- _Aim_: Can you render the items below as a Markdown table with columns Row and Line, starting at the first line and stopping after the line that contains "352 99 L 351", with blank lines omitted?

[Start The data]

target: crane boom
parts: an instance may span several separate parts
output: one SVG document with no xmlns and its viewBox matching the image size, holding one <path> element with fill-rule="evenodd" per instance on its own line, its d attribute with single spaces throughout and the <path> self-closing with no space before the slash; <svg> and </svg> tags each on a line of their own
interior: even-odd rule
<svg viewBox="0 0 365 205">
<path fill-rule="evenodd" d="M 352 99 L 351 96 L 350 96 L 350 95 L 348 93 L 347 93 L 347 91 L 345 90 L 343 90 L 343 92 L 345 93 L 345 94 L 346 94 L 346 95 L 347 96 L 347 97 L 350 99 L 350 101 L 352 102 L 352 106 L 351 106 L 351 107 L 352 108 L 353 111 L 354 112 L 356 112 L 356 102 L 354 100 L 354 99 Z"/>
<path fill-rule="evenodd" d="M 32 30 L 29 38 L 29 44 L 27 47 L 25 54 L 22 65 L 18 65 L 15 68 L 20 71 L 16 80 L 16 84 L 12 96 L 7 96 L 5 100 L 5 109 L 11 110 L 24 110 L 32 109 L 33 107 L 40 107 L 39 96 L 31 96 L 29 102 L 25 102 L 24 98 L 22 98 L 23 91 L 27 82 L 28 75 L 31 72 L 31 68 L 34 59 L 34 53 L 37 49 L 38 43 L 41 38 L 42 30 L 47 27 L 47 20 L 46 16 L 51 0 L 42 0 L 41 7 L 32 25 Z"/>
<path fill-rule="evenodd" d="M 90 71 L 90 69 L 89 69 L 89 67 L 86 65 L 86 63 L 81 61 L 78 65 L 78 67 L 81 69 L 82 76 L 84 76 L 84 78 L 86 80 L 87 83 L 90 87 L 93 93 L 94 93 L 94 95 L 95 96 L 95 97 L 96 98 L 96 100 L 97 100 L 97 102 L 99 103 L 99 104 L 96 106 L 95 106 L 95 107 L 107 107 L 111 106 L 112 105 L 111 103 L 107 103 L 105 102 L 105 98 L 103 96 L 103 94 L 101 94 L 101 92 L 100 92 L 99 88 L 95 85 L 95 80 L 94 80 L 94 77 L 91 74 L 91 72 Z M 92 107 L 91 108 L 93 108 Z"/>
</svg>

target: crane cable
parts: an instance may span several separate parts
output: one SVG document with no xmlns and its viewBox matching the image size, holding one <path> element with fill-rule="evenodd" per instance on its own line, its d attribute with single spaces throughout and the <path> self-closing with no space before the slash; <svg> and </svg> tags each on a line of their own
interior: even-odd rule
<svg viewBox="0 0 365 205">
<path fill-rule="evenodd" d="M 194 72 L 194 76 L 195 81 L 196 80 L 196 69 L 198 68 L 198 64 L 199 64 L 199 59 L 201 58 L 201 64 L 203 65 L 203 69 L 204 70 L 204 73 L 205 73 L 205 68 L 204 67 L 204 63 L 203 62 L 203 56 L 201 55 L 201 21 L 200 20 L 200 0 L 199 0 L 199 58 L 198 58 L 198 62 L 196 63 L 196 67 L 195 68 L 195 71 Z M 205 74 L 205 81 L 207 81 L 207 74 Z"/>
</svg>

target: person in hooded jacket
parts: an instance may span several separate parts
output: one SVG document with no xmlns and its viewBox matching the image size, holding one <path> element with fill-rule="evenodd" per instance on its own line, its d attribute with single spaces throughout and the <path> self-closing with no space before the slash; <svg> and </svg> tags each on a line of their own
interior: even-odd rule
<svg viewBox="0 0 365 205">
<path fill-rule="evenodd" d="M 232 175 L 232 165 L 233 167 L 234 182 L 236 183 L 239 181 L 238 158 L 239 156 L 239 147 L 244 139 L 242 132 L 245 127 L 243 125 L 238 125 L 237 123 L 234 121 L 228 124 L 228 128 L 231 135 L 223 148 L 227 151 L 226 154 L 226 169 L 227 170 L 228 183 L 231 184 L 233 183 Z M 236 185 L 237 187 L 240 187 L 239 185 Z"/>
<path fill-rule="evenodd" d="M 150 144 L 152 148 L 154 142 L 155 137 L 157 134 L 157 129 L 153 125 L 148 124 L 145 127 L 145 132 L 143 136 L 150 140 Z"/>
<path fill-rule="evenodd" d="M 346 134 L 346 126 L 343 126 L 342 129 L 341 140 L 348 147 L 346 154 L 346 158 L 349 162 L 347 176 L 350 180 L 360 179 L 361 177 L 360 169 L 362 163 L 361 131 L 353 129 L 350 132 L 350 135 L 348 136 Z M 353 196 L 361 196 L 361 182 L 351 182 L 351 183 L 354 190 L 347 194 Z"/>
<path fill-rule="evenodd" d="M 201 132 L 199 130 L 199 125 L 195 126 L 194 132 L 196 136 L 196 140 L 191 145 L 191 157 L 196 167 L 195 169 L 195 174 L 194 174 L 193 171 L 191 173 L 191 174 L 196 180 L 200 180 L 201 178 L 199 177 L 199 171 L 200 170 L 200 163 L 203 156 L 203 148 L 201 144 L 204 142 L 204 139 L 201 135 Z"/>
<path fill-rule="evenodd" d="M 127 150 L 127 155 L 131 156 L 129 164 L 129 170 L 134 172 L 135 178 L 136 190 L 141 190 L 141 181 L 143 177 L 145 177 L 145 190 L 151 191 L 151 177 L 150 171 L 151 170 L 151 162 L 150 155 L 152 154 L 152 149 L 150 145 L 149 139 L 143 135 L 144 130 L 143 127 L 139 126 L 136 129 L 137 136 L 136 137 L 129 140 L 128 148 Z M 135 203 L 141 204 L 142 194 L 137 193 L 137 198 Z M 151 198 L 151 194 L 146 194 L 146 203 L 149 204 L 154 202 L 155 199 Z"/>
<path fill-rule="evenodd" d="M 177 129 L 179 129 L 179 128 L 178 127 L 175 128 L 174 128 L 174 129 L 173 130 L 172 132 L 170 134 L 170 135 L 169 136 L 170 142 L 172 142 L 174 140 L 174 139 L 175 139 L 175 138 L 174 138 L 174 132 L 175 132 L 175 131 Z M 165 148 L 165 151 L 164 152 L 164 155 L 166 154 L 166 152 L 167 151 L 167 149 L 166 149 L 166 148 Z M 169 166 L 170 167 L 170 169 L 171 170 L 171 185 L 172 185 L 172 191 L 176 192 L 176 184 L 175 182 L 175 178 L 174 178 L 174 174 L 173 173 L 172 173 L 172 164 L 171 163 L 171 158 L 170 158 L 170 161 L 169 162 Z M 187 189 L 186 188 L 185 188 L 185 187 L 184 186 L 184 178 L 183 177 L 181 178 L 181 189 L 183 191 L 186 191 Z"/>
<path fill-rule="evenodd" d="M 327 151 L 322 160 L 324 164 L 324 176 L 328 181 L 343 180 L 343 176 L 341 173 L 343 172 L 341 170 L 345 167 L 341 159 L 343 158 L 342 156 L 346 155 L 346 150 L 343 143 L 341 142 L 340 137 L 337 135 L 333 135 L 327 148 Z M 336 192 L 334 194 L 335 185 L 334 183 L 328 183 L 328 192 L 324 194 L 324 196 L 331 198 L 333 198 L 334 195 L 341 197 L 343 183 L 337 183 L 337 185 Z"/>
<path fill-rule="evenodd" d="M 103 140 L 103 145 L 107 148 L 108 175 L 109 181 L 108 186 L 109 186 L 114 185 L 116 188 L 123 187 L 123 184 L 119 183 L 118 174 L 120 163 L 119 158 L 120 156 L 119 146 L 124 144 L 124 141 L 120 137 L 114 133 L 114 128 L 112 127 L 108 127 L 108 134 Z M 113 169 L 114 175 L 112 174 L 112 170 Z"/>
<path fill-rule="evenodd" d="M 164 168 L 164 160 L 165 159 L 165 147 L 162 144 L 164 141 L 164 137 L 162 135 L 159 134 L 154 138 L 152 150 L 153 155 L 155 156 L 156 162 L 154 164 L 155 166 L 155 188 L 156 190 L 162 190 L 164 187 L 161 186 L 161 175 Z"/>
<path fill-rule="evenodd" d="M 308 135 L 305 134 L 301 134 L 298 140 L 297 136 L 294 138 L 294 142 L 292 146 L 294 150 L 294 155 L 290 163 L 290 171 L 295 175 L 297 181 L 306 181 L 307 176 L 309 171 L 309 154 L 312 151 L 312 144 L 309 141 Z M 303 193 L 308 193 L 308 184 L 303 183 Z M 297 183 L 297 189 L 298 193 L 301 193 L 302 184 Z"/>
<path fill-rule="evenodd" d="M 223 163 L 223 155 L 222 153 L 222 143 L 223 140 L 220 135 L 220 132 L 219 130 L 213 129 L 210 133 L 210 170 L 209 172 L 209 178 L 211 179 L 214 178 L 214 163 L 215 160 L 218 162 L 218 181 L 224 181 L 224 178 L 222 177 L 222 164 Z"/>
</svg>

[End The data]

- _Solution to the problem_:
| Row | Line |
|---|---|
| 1 | target: crane boom |
| 2 | parts: an instance may span several separate parts |
| 3 | output: one SVG document with no xmlns and its viewBox matching the image size, holding one <path> element with fill-rule="evenodd" per instance on its own line, its d attribute with single spaces throughout and the <path> self-closing with no space before the slash; <svg> and </svg> tags each on a line of their own |
| 4 | interior: even-odd rule |
| 5 | <svg viewBox="0 0 365 205"> |
| 6 | <path fill-rule="evenodd" d="M 352 99 L 351 96 L 350 96 L 350 95 L 348 93 L 347 93 L 347 91 L 345 90 L 343 90 L 343 92 L 345 93 L 345 94 L 346 94 L 346 95 L 347 96 L 347 97 L 350 99 L 350 101 L 352 102 L 352 106 L 351 106 L 351 107 L 352 108 L 353 111 L 354 112 L 356 112 L 356 102 L 354 100 L 354 99 Z"/> |